Texte source:
+++

Otto Warmbier a 21 ans. C'est un étudiant de l'Université de Virginie. Il est donc apparu ce lundi sur une chaîne de télévision d'État nord-coréenne, en pleurs. Entre deux sanglots il dit : « J'ai fait la plus pire erreur de ma vie, mais s'il vous plaît faites en sorte de me sauver. »

Warmbier avait été arrêté avant de prendre son vol vers la Chine, après un incident non précisé à son hôtel. C'est ce qu'avait dit son agence de tourisme à Reuters en janvier.

— Will Ripley (@willripleyCNN)February 29, 2016

La Corée du Nord n'en est pas à sa première détention d'étrangers et a déjà utilisé l'arrestation de citoyens américains pour exiger des visites d'officiels américains de premier plan comme Al Gore ou Bill Clinton.

+++

Matériel fourni:
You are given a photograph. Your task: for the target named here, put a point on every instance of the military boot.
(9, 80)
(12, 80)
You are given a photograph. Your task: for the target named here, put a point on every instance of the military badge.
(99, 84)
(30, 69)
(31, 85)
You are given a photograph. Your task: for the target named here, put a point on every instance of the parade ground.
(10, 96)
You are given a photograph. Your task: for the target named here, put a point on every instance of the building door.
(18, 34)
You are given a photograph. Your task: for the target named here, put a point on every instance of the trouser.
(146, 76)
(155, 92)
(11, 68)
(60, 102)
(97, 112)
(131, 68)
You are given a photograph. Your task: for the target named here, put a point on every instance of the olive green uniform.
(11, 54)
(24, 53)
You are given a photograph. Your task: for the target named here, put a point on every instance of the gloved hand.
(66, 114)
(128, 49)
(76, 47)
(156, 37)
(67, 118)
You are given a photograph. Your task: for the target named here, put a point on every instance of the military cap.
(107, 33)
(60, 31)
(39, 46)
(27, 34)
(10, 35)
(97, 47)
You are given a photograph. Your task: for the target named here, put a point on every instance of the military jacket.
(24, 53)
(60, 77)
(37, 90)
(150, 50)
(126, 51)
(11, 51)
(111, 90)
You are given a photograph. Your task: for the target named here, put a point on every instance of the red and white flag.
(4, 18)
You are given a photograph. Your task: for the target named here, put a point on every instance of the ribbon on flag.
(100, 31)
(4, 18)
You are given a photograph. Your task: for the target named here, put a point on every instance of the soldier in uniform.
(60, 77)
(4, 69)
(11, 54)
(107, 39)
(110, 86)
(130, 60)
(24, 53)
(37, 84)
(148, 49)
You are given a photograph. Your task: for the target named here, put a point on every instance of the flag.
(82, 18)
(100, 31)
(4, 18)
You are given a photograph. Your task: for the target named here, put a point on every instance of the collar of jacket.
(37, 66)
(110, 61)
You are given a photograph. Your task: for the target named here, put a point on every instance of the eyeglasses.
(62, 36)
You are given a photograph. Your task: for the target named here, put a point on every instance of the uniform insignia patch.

+++

Consigne A: D'après l'article sur Otto Warmbier, dans quelle université étudie-t-il ?
Consigne B: Remplacez « de premier plan » par « de haut rang » dans le passage de l'article sur Otto Warmbier qui va de « La Corée du » jusqu'à « ou Bill Clinton. » inclus, puis donnez ce passage.
Consigne C: Poursuivez l'article sur Otto Warmbier après sa dernière phrase.

Réponse attendue A: Il est étudiant à l'Université de Virginie.

Réponse attendue B:
La Corée du Nord n'en est pas à sa première détention d'étrangers et a déjà utilisé l'arrestation de citoyens américains pour exiger des visites d'officiels américains de haut rang comme Al Gore ou Bill Clinton.

Réponse attendue C:
« J'ai commis un crime, le vol d'un slogan politique qui se trouvait dans une zone réservée au personnel de l'hôtel international de Yanggakdo », a dit Warmbier à des médias depuis Pyongyang, dans des propos rapportés par l'agence d'information nord-coréenne KCNA.

En janvier, KCNA annonçait que Warmbier « avait été attrapé en train de commettre un acte hostile à l'État », acte qui était présenté comme « toléré et manipulé par le gouvernement américain ».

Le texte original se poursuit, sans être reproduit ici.